The task:
Copy the lines below without changing a single character.

─── Records provided ───

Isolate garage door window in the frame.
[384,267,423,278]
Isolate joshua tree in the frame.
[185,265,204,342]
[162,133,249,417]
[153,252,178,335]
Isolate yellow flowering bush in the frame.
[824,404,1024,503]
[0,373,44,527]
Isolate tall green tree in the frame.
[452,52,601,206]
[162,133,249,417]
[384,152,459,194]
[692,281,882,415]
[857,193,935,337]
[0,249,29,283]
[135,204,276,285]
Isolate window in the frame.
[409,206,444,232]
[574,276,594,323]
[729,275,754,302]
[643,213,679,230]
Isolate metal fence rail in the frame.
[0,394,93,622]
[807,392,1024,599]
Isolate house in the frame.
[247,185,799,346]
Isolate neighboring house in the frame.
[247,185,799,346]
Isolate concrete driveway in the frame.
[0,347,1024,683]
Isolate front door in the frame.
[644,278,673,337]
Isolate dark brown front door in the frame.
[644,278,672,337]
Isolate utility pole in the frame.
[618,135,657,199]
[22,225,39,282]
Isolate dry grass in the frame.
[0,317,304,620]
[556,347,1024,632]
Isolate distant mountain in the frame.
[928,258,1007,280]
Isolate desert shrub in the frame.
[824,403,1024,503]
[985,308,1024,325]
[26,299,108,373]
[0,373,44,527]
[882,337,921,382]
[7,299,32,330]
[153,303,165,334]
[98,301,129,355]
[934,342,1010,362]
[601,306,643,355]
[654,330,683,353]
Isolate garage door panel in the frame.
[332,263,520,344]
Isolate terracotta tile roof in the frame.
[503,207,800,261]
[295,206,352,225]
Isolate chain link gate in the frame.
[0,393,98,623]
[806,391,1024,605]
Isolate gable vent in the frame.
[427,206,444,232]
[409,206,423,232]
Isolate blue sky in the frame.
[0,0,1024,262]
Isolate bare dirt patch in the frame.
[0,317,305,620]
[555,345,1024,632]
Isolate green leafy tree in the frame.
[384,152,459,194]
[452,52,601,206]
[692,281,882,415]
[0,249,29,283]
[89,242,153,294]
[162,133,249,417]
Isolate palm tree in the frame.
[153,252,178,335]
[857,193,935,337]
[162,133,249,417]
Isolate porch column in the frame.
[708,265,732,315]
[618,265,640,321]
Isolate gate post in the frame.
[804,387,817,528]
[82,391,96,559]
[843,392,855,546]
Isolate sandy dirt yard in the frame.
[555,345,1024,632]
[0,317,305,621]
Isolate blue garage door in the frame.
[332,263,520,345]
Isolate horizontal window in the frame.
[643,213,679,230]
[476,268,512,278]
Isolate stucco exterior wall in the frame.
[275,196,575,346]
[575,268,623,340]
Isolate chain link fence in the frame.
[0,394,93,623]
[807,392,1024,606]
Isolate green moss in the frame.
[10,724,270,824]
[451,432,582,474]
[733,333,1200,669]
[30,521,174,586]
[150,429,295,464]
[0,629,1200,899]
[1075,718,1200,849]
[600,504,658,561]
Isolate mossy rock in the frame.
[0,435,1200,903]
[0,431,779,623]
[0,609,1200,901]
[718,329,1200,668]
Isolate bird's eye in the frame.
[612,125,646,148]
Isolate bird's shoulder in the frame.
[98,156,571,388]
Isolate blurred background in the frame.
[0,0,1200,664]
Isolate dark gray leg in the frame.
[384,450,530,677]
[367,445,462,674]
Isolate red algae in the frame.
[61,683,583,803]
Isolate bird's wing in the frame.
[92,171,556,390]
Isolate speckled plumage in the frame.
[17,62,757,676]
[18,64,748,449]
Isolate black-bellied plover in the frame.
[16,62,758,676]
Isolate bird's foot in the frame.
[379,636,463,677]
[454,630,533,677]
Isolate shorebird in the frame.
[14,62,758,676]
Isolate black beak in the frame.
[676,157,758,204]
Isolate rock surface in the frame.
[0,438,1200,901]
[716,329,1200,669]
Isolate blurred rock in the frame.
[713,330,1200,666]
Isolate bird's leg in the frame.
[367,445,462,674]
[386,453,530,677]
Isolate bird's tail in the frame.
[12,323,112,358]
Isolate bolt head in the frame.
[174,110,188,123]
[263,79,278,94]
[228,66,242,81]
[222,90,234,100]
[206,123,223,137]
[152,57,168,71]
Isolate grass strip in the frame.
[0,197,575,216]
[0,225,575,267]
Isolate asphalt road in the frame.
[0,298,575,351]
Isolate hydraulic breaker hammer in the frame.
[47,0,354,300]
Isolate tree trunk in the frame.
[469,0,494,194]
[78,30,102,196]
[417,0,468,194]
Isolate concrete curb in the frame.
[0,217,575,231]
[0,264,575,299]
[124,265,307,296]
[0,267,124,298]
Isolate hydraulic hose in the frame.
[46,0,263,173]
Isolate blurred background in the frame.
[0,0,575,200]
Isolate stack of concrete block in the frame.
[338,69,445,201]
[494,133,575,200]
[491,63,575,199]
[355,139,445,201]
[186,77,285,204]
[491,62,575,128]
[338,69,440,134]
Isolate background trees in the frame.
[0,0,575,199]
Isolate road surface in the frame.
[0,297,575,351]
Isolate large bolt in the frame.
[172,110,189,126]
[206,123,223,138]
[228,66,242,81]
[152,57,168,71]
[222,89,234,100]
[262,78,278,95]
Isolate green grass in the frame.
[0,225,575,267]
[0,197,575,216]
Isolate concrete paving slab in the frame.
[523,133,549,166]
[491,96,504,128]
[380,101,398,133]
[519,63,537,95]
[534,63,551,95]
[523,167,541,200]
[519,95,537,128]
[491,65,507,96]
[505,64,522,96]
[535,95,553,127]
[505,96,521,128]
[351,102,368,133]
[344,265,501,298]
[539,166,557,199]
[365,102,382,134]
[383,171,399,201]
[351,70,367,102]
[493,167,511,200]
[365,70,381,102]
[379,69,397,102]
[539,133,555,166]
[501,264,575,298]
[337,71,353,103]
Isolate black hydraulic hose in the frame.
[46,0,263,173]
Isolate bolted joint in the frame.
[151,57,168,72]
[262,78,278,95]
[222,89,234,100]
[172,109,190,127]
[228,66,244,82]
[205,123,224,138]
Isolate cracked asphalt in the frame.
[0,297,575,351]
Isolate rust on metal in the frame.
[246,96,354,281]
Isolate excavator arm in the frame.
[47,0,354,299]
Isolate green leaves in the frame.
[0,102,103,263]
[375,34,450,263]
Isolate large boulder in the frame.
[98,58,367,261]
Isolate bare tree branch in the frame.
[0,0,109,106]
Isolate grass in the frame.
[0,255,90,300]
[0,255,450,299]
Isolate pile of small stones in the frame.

───

Solution for this task:
Isolate garage door window in the frame.
[384,267,423,278]
Isolate joshua tree in the frame.
[185,265,204,342]
[162,133,249,417]
[153,252,178,335]
Isolate yellow flowering bush in the frame.
[824,404,1024,503]
[0,373,44,527]
Isolate tall green tree in the frame.
[452,52,601,206]
[162,133,249,417]
[384,152,459,194]
[692,281,882,415]
[857,193,935,337]
[0,249,29,283]
[135,204,276,285]
Isolate window in the frame.
[409,206,444,232]
[574,276,594,323]
[729,275,754,302]
[643,213,679,230]
Isolate metal fence rail in the frame.
[0,394,93,622]
[807,392,1024,599]
Isolate house in the frame.
[247,185,799,346]
Isolate neighboring house in the frame.
[247,185,799,346]
Isolate concrete driveway in the frame.
[0,347,1024,683]
Isolate front door in the frame.
[644,278,673,337]
Isolate dark brown front door in the frame.
[644,278,672,337]
Isolate utility pole in the frame.
[618,135,657,199]
[22,225,39,282]
Isolate dry grass in the frame.
[0,317,304,620]
[556,347,1024,632]
Isolate distant mountain in the frame.
[928,258,1007,280]
Isolate desert shrub in the frame.
[824,403,1024,503]
[985,308,1024,325]
[26,299,108,373]
[0,373,44,527]
[882,337,921,382]
[7,299,32,330]
[153,303,165,334]
[98,301,129,355]
[934,342,1010,362]
[601,306,643,355]
[654,330,683,353]
Isolate garage door panel in the frame.
[332,263,520,344]
Isolate terracotta tile roof in the frame.
[503,207,800,261]
[295,206,352,225]
Isolate chain link gate in the frame.
[0,393,98,623]
[806,391,1024,605]
Isolate gable vent in the frame.
[427,206,444,232]
[409,206,423,232]
Isolate blue sky in the frame.
[0,0,1024,262]
Isolate bare dirt patch in the frame.
[0,317,305,620]
[555,345,1024,632]
Isolate green leafy tree in the frame.
[384,152,459,194]
[452,52,601,206]
[692,281,882,415]
[0,249,29,283]
[89,242,153,294]
[162,133,249,417]
Isolate palm tree in the frame.
[153,252,178,335]
[857,193,935,337]
[162,133,249,417]
Isolate porch column in the frame.
[708,265,732,315]
[618,265,640,321]
Isolate gate post in the frame.
[804,387,817,528]
[82,391,96,559]
[843,392,855,546]
Isolate sandy dirt yard in the frame.
[555,345,1024,632]
[0,317,305,621]
Isolate blue garage door in the frame.
[332,263,520,345]
Isolate horizontal window in the frame.
[643,213,679,230]
[476,268,512,278]
Isolate stucco exterior wall in the frame.
[275,196,575,346]
[575,268,623,340]
Isolate chain link fence in the frame.
[0,394,93,623]
[807,392,1024,606]
Isolate green moss in the frame.
[10,724,270,824]
[451,432,582,474]
[733,333,1200,669]
[30,521,174,586]
[150,429,295,464]
[0,629,1200,899]
[1075,718,1200,849]
[600,504,658,561]
Isolate mossy rock in the frame.
[0,435,1200,903]
[0,431,779,623]
[0,609,1200,901]
[718,329,1200,668]
Isolate bird's eye in the frame.
[612,125,646,148]
Isolate bird's shoulder in the frame.
[98,156,571,388]
Isolate blurred background in the frame.
[0,0,1200,664]
Isolate dark gray leg in the frame.
[384,450,530,677]
[367,445,462,674]
Isolate red algae in the frame.
[61,683,583,803]
Isolate bird's wing in the frame.
[92,171,556,390]
Isolate speckled plumage in the frame.
[17,62,757,676]
[18,64,748,449]
Isolate black-bellied plover in the frame.
[16,62,758,676]
Isolate bird's foot in the frame.
[379,636,463,677]
[454,630,533,677]
Isolate shorebird in the frame.
[14,62,758,676]
Isolate black beak in the frame.
[676,157,758,204]
Isolate rock surface in the frame.
[0,438,1200,901]
[716,329,1200,669]
Isolate blurred rock in the frame.
[713,330,1200,666]
Isolate bird's leg in the frame.
[367,445,462,674]
[386,453,530,677]
Isolate bird's tail in the frame.
[12,323,112,358]
Isolate bolt head in the frame.
[174,110,188,123]
[263,79,278,94]
[228,66,242,81]
[222,90,234,100]
[206,123,223,137]
[152,57,168,71]
Isolate grass strip in the frame.
[0,197,575,216]
[0,225,575,267]
Isolate asphalt road in the frame.
[0,298,575,351]
Isolate hydraulic breaker hammer in the frame.
[47,0,354,300]
Isolate tree trunk in the frame.
[469,0,494,194]
[78,30,102,196]
[417,0,468,194]
Isolate concrete curb in the frame.
[0,217,575,231]
[0,264,575,299]
[124,265,307,296]
[0,267,124,298]
Isolate hydraulic hose in the frame.
[46,0,263,173]
Isolate blurred background in the frame.
[0,0,575,200]
Isolate stack of concrete block in the frame.
[338,69,445,201]
[494,133,575,200]
[491,63,575,199]
[355,139,445,201]
[186,77,285,204]
[491,62,575,128]
[338,69,440,134]
Isolate background trees in the frame.
[0,0,575,199]
Isolate road surface in the frame.
[0,297,575,351]
Isolate large bolt in the frame.
[172,110,189,126]
[206,123,223,138]
[228,66,242,81]
[152,57,168,71]
[222,89,234,100]
[262,78,278,95]
Isolate green grass in the frame.
[0,225,575,267]
[0,197,575,216]
Isolate concrete paving slab in the frame.
[523,133,549,166]
[491,96,504,128]
[380,101,398,133]
[519,63,537,95]
[534,63,551,95]
[523,167,541,200]
[519,95,537,128]
[491,65,507,96]
[505,64,522,96]
[535,95,553,127]
[505,96,521,128]
[351,102,368,133]
[344,265,501,298]
[539,166,557,199]
[365,102,382,134]
[383,171,399,201]
[351,70,367,102]
[493,167,511,200]
[365,70,381,102]
[379,69,397,102]
[539,133,555,166]
[501,264,575,298]
[337,71,353,103]
Isolate black hydraulic hose in the frame.
[46,0,263,173]
Isolate bolted joint in the frame.
[151,57,168,72]
[262,78,278,95]
[222,89,234,100]
[172,109,190,127]
[228,66,244,82]
[205,123,224,138]
Isolate cracked asphalt in the frame.
[0,297,575,351]
Isolate rust on metal in the frame.
[246,96,354,281]
Isolate excavator arm in the frame.
[47,0,354,299]
Isolate green leaves in the frame.
[0,102,103,263]
[375,34,450,263]
Isolate large boulder in the frame.
[98,58,367,261]
Isolate bare tree branch in the frame.
[0,0,109,106]
Isolate grass in the frame.
[0,255,90,300]
[0,255,450,299]
Isolate pile of small stones in the frame.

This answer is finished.